• **Set exercise**
Copy out in full every line of the items below that contains the word "rocky".

• **Given information**
* Begin *

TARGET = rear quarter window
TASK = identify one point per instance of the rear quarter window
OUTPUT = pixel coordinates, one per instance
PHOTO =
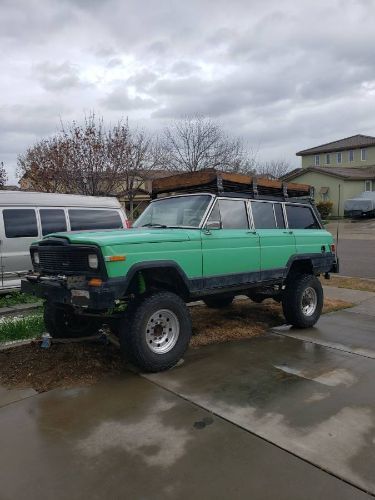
(301, 217)
(81, 220)
(20, 223)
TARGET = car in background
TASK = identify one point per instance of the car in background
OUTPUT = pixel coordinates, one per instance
(362, 205)
(28, 216)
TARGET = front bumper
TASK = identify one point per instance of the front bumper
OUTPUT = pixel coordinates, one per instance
(99, 297)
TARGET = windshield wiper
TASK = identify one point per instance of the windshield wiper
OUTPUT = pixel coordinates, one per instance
(151, 224)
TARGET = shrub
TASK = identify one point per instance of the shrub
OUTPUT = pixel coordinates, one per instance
(325, 208)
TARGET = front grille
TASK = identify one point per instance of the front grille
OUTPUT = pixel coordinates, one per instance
(64, 259)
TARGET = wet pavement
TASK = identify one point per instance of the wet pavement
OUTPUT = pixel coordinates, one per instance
(131, 439)
(288, 415)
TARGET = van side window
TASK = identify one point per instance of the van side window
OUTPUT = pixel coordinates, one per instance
(20, 223)
(94, 219)
(53, 220)
(279, 215)
(263, 215)
(233, 214)
(301, 217)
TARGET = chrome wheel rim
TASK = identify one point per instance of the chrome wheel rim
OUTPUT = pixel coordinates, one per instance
(309, 301)
(162, 331)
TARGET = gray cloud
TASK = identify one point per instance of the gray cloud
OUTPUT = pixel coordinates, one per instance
(282, 78)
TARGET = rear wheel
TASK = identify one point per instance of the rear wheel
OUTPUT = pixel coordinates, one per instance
(303, 300)
(218, 301)
(156, 331)
(61, 322)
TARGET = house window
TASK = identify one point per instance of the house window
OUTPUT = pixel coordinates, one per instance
(324, 193)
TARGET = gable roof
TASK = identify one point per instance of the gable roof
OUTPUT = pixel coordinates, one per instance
(345, 173)
(353, 142)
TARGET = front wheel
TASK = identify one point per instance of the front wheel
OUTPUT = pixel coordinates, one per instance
(61, 322)
(303, 300)
(156, 331)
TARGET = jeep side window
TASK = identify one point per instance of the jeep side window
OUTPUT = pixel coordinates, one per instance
(301, 217)
(279, 215)
(233, 214)
(263, 215)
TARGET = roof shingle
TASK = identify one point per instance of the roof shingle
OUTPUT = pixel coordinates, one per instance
(353, 142)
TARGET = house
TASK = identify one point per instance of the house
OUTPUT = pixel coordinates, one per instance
(338, 170)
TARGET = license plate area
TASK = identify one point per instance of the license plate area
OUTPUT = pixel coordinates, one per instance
(80, 297)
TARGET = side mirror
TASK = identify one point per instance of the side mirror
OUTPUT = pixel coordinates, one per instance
(215, 224)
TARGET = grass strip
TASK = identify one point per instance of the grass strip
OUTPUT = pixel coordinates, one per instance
(21, 327)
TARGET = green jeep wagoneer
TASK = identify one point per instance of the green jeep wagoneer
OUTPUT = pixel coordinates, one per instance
(214, 236)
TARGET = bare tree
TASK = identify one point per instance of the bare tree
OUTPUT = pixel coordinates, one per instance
(90, 159)
(196, 143)
(3, 175)
(272, 169)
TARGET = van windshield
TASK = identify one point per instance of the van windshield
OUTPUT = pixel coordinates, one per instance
(182, 211)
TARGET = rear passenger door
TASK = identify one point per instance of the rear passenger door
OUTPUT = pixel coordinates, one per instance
(231, 254)
(277, 243)
(305, 227)
(20, 229)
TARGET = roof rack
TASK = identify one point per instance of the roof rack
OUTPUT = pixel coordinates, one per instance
(213, 181)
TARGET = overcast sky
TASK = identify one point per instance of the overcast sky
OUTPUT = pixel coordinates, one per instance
(284, 75)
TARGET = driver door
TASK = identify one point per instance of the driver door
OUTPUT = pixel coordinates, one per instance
(230, 248)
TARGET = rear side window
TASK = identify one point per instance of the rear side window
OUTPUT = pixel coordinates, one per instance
(233, 214)
(20, 223)
(301, 217)
(53, 220)
(81, 220)
(263, 215)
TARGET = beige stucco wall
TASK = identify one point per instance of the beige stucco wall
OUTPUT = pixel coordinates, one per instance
(309, 161)
(348, 189)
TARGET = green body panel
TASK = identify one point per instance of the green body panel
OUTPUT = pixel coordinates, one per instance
(204, 253)
(230, 251)
(277, 246)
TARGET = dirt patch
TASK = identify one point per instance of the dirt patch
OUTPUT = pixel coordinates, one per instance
(363, 284)
(62, 365)
(77, 364)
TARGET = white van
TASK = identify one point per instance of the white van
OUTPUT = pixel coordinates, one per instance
(28, 216)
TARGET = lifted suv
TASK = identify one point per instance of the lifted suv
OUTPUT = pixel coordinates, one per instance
(220, 235)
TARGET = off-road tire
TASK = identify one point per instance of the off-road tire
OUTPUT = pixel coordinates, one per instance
(293, 296)
(135, 336)
(218, 301)
(61, 322)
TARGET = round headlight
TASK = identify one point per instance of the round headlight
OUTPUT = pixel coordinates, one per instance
(93, 261)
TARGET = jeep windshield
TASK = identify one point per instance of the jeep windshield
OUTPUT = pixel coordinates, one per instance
(179, 211)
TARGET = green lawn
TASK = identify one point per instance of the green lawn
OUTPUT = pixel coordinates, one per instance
(20, 328)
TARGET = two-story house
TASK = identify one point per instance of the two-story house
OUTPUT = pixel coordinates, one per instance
(338, 170)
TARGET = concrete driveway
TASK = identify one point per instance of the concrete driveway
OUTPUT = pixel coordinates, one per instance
(289, 415)
(356, 248)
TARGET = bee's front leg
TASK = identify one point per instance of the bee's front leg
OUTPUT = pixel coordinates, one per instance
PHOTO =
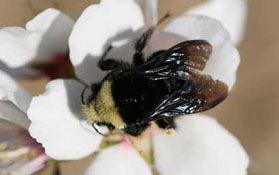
(166, 123)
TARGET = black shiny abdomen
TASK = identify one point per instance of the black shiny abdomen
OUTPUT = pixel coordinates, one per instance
(135, 96)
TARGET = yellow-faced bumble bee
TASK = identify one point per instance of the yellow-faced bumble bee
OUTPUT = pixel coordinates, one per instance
(165, 85)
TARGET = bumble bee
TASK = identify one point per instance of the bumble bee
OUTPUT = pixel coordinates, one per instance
(165, 85)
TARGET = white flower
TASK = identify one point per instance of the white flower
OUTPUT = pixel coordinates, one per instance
(198, 146)
(19, 152)
(44, 39)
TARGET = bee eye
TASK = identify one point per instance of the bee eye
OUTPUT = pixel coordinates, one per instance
(130, 100)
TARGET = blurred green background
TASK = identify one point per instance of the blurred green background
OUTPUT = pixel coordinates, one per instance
(251, 112)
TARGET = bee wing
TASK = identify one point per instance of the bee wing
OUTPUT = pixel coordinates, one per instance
(176, 61)
(199, 92)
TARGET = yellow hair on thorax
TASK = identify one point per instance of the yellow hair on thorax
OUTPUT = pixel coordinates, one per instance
(103, 109)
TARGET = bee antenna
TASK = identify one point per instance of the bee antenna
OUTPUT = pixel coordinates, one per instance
(93, 125)
(82, 95)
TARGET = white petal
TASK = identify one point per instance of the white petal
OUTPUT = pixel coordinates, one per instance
(201, 146)
(150, 11)
(14, 101)
(110, 22)
(45, 35)
(232, 14)
(120, 159)
(56, 122)
(11, 91)
(225, 59)
(10, 112)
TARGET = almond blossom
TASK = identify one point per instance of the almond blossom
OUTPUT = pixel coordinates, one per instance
(19, 152)
(198, 146)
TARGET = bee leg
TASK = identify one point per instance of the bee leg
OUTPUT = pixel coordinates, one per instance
(135, 130)
(140, 44)
(166, 123)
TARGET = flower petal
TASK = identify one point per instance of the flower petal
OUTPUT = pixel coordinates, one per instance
(150, 11)
(201, 146)
(56, 122)
(14, 101)
(45, 35)
(10, 112)
(225, 59)
(119, 159)
(108, 23)
(231, 13)
(11, 91)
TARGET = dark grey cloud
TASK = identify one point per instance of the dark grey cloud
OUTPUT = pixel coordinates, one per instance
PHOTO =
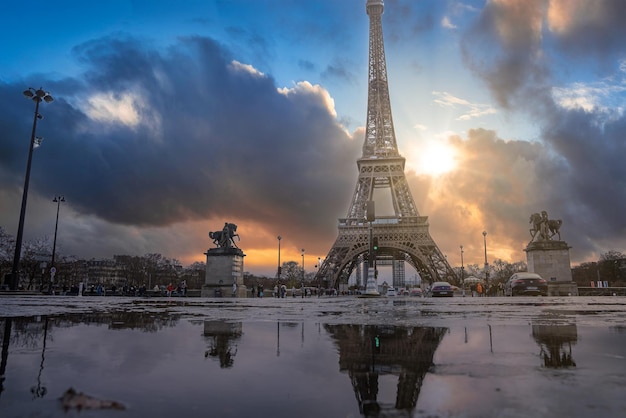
(213, 141)
(581, 173)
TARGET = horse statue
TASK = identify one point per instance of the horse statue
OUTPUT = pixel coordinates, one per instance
(225, 237)
(543, 229)
(555, 225)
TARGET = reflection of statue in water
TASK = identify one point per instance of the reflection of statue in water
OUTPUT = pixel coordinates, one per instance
(556, 342)
(223, 337)
(226, 237)
(543, 229)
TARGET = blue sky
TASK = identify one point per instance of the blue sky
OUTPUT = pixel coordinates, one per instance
(171, 118)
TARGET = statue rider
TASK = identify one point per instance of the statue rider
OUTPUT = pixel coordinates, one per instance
(544, 227)
(225, 236)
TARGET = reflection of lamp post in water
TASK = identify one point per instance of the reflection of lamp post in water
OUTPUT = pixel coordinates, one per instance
(486, 264)
(57, 200)
(40, 391)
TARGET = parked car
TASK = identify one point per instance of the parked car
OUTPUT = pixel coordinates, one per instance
(441, 289)
(526, 284)
(416, 291)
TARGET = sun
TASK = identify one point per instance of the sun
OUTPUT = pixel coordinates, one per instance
(436, 159)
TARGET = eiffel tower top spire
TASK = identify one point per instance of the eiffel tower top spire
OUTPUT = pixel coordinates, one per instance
(380, 138)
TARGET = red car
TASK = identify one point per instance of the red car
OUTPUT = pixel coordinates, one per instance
(441, 289)
(526, 284)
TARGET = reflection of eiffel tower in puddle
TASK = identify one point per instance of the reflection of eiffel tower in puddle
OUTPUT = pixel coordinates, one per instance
(403, 236)
(552, 340)
(367, 352)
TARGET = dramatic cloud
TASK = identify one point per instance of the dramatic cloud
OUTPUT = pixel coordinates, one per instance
(152, 139)
(577, 172)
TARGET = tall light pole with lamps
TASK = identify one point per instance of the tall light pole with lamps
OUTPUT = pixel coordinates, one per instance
(303, 272)
(57, 200)
(319, 279)
(462, 273)
(486, 263)
(279, 269)
(37, 96)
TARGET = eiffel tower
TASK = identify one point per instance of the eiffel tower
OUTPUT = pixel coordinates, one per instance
(400, 238)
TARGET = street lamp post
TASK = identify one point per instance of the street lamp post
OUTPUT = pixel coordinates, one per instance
(462, 275)
(279, 269)
(319, 279)
(303, 272)
(486, 263)
(37, 96)
(57, 200)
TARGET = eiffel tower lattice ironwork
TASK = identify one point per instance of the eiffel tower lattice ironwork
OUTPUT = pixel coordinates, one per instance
(403, 236)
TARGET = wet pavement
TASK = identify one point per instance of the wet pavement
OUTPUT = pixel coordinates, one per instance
(313, 357)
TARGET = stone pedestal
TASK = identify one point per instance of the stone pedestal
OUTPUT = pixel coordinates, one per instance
(224, 267)
(550, 259)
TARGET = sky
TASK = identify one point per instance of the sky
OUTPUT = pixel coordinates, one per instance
(171, 118)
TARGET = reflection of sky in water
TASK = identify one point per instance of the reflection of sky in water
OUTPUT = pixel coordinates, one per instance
(307, 369)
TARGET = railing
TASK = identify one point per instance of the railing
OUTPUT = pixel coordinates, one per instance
(601, 291)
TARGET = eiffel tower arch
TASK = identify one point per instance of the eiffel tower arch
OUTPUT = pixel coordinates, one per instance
(403, 236)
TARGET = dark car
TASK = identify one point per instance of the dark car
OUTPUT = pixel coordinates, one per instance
(441, 289)
(526, 284)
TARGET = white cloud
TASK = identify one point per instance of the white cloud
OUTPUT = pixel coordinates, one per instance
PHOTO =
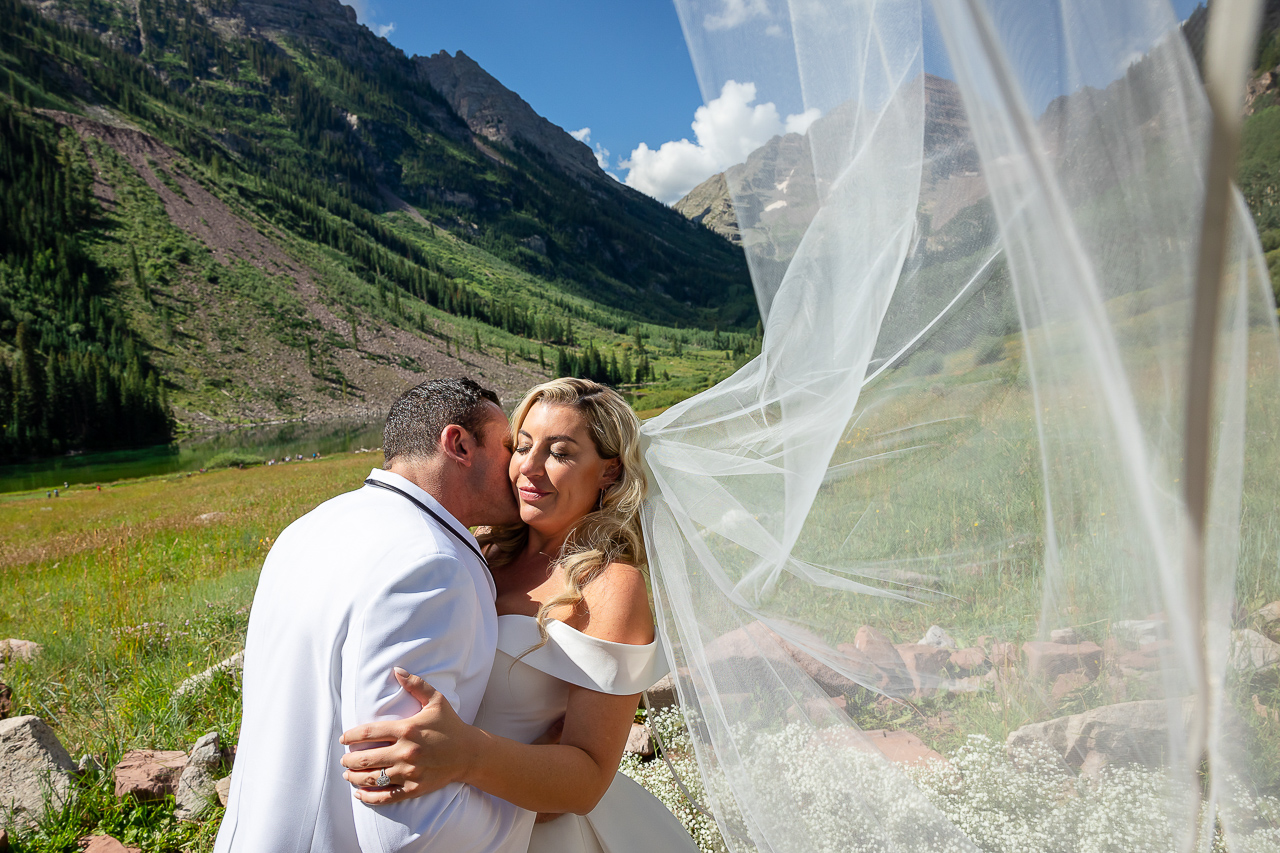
(726, 131)
(800, 122)
(365, 16)
(602, 156)
(735, 13)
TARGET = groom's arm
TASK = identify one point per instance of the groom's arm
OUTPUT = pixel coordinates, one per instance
(424, 621)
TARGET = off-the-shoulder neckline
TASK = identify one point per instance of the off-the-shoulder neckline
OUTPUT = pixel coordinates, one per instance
(558, 624)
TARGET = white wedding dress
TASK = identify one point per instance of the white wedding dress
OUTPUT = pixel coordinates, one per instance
(525, 696)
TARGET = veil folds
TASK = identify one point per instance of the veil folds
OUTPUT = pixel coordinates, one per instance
(920, 564)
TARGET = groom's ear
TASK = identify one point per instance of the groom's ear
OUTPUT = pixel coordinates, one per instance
(458, 445)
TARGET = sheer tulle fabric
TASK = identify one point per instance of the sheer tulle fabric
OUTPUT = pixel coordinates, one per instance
(976, 274)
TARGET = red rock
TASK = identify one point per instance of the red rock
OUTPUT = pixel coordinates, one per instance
(817, 710)
(831, 682)
(924, 664)
(639, 742)
(1068, 683)
(745, 657)
(901, 747)
(967, 660)
(149, 774)
(880, 651)
(1004, 655)
(1051, 660)
(105, 844)
(16, 649)
(224, 789)
(1148, 657)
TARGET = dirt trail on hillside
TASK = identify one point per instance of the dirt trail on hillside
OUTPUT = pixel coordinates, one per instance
(269, 379)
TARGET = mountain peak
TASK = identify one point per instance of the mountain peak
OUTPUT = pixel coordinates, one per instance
(498, 114)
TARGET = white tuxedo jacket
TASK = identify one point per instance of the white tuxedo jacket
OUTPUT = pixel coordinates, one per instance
(360, 584)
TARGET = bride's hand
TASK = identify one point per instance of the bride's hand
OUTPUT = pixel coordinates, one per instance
(425, 752)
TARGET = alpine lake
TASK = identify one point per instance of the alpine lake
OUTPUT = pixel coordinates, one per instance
(193, 452)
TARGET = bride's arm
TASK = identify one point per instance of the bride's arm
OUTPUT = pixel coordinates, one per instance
(435, 747)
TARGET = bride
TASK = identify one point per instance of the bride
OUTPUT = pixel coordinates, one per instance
(576, 643)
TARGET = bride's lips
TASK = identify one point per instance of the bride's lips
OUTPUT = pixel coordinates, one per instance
(529, 493)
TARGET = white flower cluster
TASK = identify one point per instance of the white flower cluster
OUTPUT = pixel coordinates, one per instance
(832, 793)
(657, 778)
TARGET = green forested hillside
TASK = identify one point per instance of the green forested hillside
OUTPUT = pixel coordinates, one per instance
(205, 224)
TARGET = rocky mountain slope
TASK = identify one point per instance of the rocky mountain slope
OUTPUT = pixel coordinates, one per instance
(257, 209)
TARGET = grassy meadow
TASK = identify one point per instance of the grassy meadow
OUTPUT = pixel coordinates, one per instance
(131, 589)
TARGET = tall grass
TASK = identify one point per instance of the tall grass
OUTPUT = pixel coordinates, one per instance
(129, 591)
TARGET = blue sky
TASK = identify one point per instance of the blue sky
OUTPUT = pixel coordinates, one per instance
(618, 68)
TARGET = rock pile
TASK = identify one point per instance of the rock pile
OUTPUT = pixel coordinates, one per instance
(197, 787)
(35, 770)
(147, 775)
(105, 844)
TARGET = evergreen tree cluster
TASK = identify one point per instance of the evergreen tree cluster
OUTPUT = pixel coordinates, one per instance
(71, 373)
(593, 364)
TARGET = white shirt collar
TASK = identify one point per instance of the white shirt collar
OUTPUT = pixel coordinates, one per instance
(425, 497)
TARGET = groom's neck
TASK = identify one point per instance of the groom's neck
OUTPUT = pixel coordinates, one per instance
(433, 477)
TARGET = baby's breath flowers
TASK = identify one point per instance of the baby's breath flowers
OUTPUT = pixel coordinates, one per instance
(845, 798)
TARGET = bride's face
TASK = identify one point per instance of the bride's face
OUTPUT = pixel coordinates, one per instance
(556, 469)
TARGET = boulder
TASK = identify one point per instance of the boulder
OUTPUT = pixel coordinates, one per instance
(745, 657)
(149, 774)
(901, 747)
(1130, 733)
(1068, 683)
(831, 682)
(639, 742)
(662, 694)
(1252, 652)
(967, 661)
(105, 844)
(881, 653)
(1269, 619)
(1065, 635)
(1002, 655)
(197, 785)
(938, 638)
(924, 664)
(1137, 632)
(224, 789)
(16, 649)
(35, 770)
(234, 664)
(1051, 660)
(1147, 657)
(816, 710)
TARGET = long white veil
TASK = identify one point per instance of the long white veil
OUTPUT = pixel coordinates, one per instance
(977, 274)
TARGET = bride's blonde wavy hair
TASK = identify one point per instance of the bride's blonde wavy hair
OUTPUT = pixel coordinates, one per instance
(612, 532)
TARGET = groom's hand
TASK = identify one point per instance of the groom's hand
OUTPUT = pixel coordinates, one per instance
(428, 751)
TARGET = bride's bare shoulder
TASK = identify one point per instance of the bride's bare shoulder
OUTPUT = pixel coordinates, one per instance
(617, 605)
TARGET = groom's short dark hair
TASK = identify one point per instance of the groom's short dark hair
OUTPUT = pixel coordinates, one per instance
(416, 420)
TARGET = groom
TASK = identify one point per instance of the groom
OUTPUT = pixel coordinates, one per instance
(383, 576)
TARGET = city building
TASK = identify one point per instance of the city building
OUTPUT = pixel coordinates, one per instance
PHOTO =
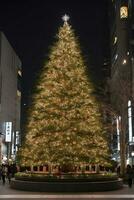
(122, 76)
(10, 100)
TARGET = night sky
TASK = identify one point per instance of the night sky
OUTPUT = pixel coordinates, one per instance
(31, 26)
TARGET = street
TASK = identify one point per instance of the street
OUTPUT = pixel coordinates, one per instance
(7, 193)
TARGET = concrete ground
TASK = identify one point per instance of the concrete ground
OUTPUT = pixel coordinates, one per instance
(7, 193)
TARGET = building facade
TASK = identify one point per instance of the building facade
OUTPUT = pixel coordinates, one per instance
(10, 100)
(122, 75)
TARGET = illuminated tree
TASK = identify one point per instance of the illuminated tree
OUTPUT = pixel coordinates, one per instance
(65, 124)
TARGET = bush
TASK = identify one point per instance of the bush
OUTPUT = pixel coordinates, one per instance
(28, 176)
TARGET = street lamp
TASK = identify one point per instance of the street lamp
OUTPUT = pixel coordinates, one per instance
(132, 154)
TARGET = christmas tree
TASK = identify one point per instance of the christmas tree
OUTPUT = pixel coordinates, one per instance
(64, 123)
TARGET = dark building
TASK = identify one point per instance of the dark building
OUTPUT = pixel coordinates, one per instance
(122, 72)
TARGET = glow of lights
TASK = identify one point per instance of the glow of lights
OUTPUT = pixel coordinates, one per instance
(124, 62)
(65, 18)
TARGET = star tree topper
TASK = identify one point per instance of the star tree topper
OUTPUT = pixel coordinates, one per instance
(65, 18)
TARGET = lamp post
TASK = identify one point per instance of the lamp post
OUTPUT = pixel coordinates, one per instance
(132, 154)
(1, 147)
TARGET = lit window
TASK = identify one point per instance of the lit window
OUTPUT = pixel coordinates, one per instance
(124, 62)
(18, 93)
(115, 40)
(116, 56)
(123, 12)
(19, 72)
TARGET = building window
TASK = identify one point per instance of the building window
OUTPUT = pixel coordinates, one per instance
(123, 12)
(19, 72)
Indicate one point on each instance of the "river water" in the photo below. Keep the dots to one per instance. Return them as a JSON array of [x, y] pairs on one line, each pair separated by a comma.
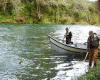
[[25, 52]]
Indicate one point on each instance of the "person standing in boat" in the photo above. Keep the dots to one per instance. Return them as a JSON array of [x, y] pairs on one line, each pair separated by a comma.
[[92, 48], [68, 36]]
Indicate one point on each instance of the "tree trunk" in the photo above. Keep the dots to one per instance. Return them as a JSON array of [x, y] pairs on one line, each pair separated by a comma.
[[99, 8], [37, 6]]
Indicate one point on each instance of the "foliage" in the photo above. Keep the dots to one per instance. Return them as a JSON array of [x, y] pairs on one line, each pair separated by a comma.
[[49, 11]]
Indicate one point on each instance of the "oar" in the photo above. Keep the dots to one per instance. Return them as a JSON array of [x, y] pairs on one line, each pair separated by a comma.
[[86, 56]]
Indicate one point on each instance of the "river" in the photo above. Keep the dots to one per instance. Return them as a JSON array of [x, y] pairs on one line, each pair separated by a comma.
[[29, 45]]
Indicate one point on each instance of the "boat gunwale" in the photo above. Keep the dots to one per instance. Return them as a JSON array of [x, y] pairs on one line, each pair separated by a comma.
[[65, 44]]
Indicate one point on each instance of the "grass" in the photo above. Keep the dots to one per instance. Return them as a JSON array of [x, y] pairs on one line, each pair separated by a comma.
[[93, 74]]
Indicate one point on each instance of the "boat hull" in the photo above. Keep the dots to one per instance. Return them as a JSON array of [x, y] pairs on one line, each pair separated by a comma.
[[64, 48]]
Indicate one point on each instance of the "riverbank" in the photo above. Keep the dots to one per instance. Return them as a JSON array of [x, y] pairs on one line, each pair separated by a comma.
[[93, 74], [28, 20], [49, 12]]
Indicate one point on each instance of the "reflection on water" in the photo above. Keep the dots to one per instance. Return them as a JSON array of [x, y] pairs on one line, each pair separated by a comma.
[[30, 44]]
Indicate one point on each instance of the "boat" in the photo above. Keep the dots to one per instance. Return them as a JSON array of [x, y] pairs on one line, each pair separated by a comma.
[[60, 46]]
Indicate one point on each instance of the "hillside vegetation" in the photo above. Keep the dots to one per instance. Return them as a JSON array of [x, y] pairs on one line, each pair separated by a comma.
[[48, 12]]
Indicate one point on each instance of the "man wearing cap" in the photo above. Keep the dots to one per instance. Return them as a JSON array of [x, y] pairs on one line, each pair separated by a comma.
[[68, 36], [92, 48]]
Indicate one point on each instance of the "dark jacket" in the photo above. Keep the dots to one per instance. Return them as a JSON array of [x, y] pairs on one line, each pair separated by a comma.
[[93, 42], [68, 37]]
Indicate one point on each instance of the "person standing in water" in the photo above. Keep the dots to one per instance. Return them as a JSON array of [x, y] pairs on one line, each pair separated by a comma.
[[68, 36], [92, 48]]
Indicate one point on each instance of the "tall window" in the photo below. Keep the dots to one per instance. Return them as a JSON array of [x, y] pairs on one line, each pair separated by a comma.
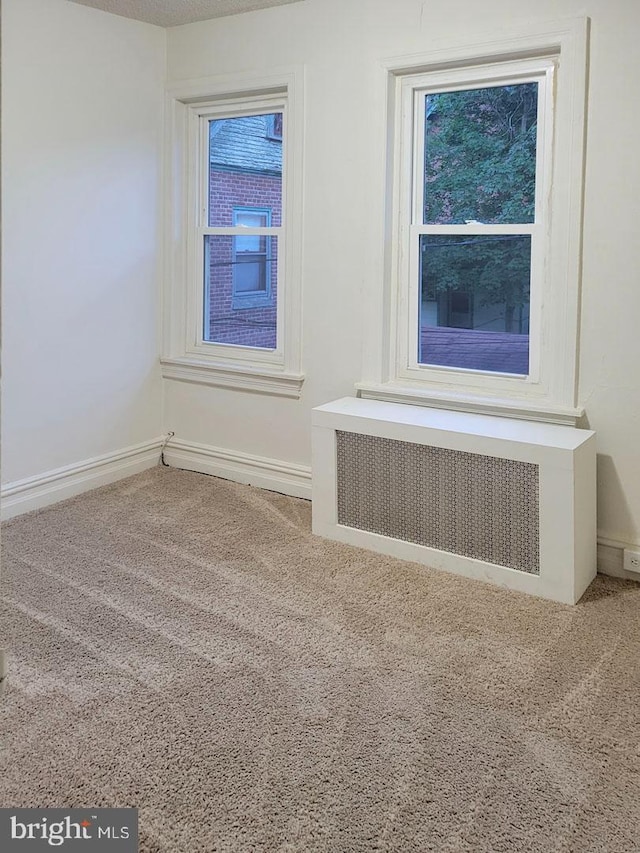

* End *

• **Answer to this exercise**
TARGET = rocky mountain slope
TASK = identify one point per instance of the rocky mountain slope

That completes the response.